> _Problem set_
1. Using the excerpt about the anime series, decide whether each statement below agrees with it, and answer yes or no for each along with the deciding words from the excerpt, quoted exactly: (a) The ending theme song is performed by The Pinballs. (b) The series was announced for a January 5 premiere on WOWOW. (c) The advance showing of the series took place in January 2018.
2. According to the excerpt about the anime series, which service is simulcasting the series worldwide outside of Asia?
3. From the excerpt about the anime series, output the passage between "The opening theme" and "performed by Jyocho.", inclusive.

> _Excerpt to read_
--- BEGIN ---
The opening theme song, "The Writhing in Agony Blues" (七転八倒のブルース, Shichitenbattō no Burūsu), is performed by The Pinballs, while the ending theme song, "Mutual Universe" (互いの宇宙, Tagai no Uchū), is performed by Jyocho.

==Release==
The series was initially scheduled to premiere on Tokyo MX on January 7, 2018, but was later announced for a January 5 premiere on WOWOW's Anime Premium programming block. Additionally, the series received an advance showing on December 23, 2017, which was attended by Ito and voice actor Yūji Mitsuya. The series is being simulcast on Crunchyroll worldwide outside of Asia, and Funimation began streaming an English dub on January 20, 2018.
--- END ---
(Stored items)
--- BEGIN ---
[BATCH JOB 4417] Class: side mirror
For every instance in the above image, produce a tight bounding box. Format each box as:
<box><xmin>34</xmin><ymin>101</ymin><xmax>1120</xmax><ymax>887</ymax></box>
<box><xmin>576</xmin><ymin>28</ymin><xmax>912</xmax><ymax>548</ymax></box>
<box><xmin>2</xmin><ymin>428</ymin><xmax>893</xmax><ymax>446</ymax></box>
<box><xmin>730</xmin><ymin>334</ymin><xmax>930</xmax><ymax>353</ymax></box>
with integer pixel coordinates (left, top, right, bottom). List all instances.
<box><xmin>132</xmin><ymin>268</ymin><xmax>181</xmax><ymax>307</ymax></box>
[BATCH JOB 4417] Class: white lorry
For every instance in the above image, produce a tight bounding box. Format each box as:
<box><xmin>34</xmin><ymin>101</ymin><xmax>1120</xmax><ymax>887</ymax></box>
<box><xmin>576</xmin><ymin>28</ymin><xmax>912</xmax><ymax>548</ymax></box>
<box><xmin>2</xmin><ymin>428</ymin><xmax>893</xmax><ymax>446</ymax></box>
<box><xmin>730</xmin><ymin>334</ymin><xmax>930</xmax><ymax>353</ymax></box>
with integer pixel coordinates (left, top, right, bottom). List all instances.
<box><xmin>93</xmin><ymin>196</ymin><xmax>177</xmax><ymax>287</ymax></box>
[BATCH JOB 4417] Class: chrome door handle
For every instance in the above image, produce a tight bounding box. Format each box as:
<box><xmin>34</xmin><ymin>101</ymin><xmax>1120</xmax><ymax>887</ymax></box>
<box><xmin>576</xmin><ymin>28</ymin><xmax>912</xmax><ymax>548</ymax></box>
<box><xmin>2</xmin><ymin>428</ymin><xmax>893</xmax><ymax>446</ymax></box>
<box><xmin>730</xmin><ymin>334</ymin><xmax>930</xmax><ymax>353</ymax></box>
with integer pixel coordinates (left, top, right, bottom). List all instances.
--- END ---
--- BEGIN ---
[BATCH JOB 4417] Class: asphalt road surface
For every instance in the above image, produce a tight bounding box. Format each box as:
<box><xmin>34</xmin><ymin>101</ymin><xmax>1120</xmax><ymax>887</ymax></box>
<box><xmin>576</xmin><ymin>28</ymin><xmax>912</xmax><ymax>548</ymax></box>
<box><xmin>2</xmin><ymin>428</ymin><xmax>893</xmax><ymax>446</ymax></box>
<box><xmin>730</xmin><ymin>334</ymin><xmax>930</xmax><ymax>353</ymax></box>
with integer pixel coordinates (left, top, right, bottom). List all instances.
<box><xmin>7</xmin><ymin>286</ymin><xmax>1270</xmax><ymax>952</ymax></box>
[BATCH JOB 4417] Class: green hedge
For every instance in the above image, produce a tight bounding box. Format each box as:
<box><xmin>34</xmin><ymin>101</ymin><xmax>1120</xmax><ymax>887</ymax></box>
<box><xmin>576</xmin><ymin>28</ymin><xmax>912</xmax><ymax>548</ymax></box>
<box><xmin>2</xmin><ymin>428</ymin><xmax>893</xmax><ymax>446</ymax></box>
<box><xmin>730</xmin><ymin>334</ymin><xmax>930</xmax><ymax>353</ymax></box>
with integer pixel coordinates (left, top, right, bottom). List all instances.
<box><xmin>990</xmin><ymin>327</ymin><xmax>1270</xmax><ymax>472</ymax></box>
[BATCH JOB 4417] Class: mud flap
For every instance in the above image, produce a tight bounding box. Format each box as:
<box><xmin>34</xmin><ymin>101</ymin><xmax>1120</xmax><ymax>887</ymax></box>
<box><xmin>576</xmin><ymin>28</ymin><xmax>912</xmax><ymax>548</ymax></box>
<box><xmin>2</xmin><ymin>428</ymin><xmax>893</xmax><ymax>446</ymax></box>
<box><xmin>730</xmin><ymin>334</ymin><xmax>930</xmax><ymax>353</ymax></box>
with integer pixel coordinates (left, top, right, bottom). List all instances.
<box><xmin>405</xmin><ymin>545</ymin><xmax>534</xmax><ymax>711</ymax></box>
--- END ---
> _Outputs in order_
1.
(a) No: "the ending theme song, "Mutual Universe" (互いの宇宙, Tagai no Uchū), is performed by Jyocho"
(b) Yes: "was later announced for a January 5 premiere on WOWOW's Anime Premium programming block"
(c) No: "the series received an advance showing on December 23, 2017"

2. Crunchyroll

3.
The opening theme song, "The Writhing in Agony Blues" (七転八倒のブルース, Shichitenbattō no Burūsu), is performed by The Pinballs, while the ending theme song, "Mutual Universe" (互いの宇宙, Tagai no Uchū), is performed by Jyocho.